Suas instruções: Reproduza a parte do trecho sobre A Caligrafia de Dona Sofia começando em "É inspirada em" e seguindo até "que ama ler.", trocando o termo "professora" por "mestra".

Trecho:
====

SÃO PAULO - Nas prateleiras de dezenas de bibliotecas, livrarias e casas brasileiras existe uma senhora chamada Dona Sofia. Trata-se de uma professora aposentada, que mora no alto de uma entre tantas colinas de uma bucólica região. Os moradores dos arredores não sabem, mas a casa de Dona Sofia é diferente das outras: tem poesias escritas pelas paredes de todos os cômodos! Certo dia, ela se dá conta de que não há mais espaço para escrever e, então, decide criar cartões poéticos para distribuir seus poemas preferidos aos moradores da cidade. Esta é uma já clássica história do autor pernambucano André Neves, narrada no livro A Caligrafia de Dona Sofia, que teve a primeira edição em 1992 e está desde 2007 com a Editora Paulinas.

É inspirada em uma professora de pintura que ele teve em Recife, a renomada artista plástica Badida, com quem também aprendeu a amar ainda mais poesia. Era, então, simplesmente uma memória que ele quis colocar em livro. Mas uma memória do que, na educação, chama-se “mediação de leitura”, uma prática que pode acontecer de várias maneiras com o intuito de promover o encontro entre livro, leitura e leitor. Não à toa, Dona Sofia vem se tornando um símbolo da “mediadora ideal”, mesmo que a primeira intenção de André não tenha sido esta, por se tratar de uma mulher que tem muito repertório de leitura e quer compartilhar o que ama ler.

====

Material fornecido:
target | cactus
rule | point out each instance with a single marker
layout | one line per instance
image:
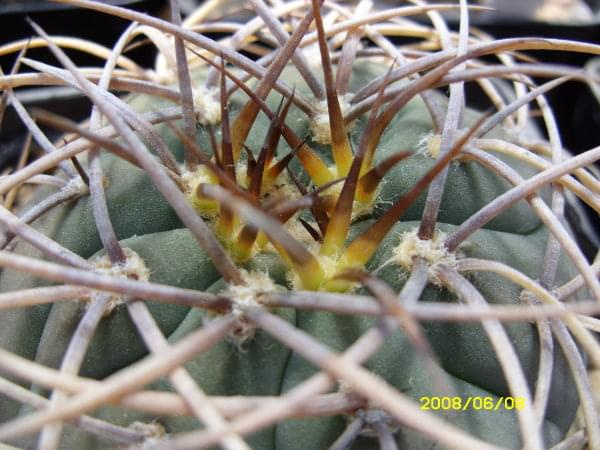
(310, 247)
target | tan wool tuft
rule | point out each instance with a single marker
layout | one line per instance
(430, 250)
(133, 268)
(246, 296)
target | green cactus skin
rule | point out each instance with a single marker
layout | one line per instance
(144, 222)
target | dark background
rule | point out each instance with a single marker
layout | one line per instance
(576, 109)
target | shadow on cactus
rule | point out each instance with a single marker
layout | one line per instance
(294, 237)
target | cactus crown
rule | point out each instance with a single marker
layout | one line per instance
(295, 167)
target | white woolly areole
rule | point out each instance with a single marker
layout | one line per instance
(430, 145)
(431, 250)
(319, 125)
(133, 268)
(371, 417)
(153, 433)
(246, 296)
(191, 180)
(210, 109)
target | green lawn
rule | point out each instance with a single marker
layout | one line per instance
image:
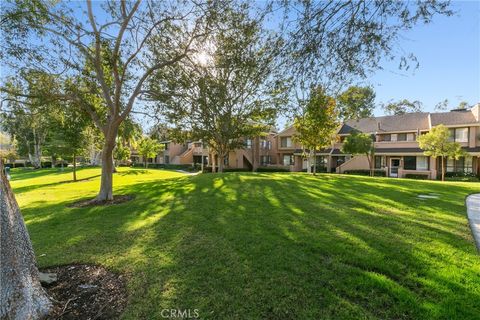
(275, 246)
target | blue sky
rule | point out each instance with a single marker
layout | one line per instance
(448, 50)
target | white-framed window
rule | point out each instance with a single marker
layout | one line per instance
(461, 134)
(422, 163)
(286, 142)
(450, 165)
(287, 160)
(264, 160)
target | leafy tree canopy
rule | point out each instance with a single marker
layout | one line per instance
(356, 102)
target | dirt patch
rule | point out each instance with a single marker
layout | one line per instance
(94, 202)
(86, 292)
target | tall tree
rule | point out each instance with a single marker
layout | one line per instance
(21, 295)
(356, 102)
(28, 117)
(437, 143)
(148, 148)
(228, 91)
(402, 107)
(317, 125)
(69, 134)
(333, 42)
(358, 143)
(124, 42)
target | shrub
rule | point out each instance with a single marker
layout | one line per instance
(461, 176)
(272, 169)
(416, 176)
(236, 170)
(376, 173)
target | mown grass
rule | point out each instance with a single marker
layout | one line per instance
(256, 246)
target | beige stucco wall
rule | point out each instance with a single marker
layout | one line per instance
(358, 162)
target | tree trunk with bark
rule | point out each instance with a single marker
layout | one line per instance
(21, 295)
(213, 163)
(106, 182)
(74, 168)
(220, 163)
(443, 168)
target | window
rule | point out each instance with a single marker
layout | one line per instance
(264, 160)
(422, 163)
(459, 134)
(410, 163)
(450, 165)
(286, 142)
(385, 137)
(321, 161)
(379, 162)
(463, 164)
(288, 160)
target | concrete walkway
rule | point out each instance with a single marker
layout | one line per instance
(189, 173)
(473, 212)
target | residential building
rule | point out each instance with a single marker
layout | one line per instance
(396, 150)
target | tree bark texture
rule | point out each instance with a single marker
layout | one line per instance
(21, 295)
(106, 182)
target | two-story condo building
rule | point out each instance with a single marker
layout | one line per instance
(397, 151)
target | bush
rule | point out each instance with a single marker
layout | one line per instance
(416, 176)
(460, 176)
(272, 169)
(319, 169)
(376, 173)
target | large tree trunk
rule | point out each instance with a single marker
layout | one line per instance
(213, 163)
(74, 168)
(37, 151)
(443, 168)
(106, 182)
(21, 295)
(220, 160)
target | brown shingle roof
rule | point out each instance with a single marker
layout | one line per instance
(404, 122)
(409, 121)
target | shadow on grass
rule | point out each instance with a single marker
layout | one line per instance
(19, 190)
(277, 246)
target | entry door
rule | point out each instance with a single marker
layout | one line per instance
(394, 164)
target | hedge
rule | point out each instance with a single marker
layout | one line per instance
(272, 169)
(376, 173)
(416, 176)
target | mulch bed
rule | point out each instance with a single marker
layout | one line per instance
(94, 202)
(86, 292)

====

Resultado da tarefa:
É inspirada em uma mestra de pintura que ele teve em Recife, a renomada artista plástica Badida, com quem também aprendeu a amar ainda mais poesia. Era, então, simplesmente uma memória que ele quis colocar em livro. Mas uma memória do que, na educação, chama-se “mediação de leitura”, uma prática que pode acontecer de várias maneiras com o intuito de promover o encontro entre livro, leitura e leitor. Não à toa, Dona Sofia vem se tornando um símbolo da “mediadora ideal”, mesmo que a primeira intenção de André não tenha sido esta, por se tratar de uma mulher que tem muito repertório de leitura e quer compartilhar o que ama ler.